▶ [O QUE FAZER]
1. Reproduza palavra por palavra o trecho do texto sobre Descartes que vai de "matéria foi também" até "2006, p. 56-57).".
2. Por favor, calcule quantas linhas dos registros contêm a palavra "outline" e responda somente com o número.

▶ [TEXTO DE LEITURA]

=======

Para Descartes, as leis mecânicas eram responsáveis pelo funcionamento

da natureza e tudo no mundo material poderia ser explicado em função da

organização e do movimento de suas partes. Essa concepção mecanicista da

matéria foi também estendida para os organismos vivos, conforme explicitado

por Capra:

Em sua tentativa de construir uma ciência natural completa, Descartes estendeu sua concepção mecanicista da matéria aos organismos vivos. Plantas e animais passaram a ser considerados simples máquinas; os seres humanos eram habitados por uma alma racional que estava ligada ao corpo através da glândula pineal, no centro do cérebro. No que dizia respeito ao corpo humano, era indistinguível de um animal-máquina. Descartes explicou em detalhes como os movimentos e as várias funções biológicas do corpo podiam ser reduzidos a operações mecânicas, para mostrar que os organismos vivos nada mais eram do que automatas (CAPRA, 2006, p. 56-57).

=======

▶ [REGISTROS DISPONÍVEIS]

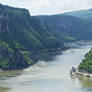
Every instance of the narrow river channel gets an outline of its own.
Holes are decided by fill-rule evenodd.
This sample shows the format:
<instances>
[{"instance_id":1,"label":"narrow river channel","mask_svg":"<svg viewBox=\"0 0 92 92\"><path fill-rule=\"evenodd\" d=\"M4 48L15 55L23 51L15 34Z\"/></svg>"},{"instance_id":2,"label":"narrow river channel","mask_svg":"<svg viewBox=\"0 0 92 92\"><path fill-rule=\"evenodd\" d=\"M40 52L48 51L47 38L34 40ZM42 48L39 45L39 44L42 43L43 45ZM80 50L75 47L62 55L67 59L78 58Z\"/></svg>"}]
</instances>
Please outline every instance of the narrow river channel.
<instances>
[{"instance_id":1,"label":"narrow river channel","mask_svg":"<svg viewBox=\"0 0 92 92\"><path fill-rule=\"evenodd\" d=\"M0 72L0 92L92 92L92 80L70 76L91 46L69 49L21 71Z\"/></svg>"}]
</instances>

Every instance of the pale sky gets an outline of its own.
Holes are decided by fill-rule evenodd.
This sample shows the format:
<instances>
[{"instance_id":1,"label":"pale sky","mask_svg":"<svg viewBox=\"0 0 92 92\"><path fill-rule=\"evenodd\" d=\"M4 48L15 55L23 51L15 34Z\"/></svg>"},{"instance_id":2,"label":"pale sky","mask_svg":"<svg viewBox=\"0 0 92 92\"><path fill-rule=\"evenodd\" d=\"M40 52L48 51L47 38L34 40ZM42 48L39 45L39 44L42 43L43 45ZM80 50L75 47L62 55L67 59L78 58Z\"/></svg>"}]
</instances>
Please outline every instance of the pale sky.
<instances>
[{"instance_id":1,"label":"pale sky","mask_svg":"<svg viewBox=\"0 0 92 92\"><path fill-rule=\"evenodd\" d=\"M27 8L31 15L52 15L92 8L92 0L0 0L0 3Z\"/></svg>"}]
</instances>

=======

▶ [RESPOSTAS ESPERADAS]
1.
matéria foi também estendida para os organismos vivos, conforme explicitado

por Capra:

Em sua tentativa de construir uma ciência natural completa, Descartes estendeu sua concepção mecanicista da matéria aos organismos vivos. Plantas e animais passaram a ser considerados simples máquinas; os seres humanos eram habitados por uma alma racional que estava ligada ao corpo através da glândula pineal, no centro do cérebro. No que dizia respeito ao corpo humano, era indistinguível de um animal-máquina. Descartes explicou em detalhes como os movimentos e as várias funções biológicas do corpo podiam ser reduzidos a operações mecânicas, para mostrar que os organismos vivos nada mais eram do que automatas (CAPRA, 2006, p. 56-57).

2. 4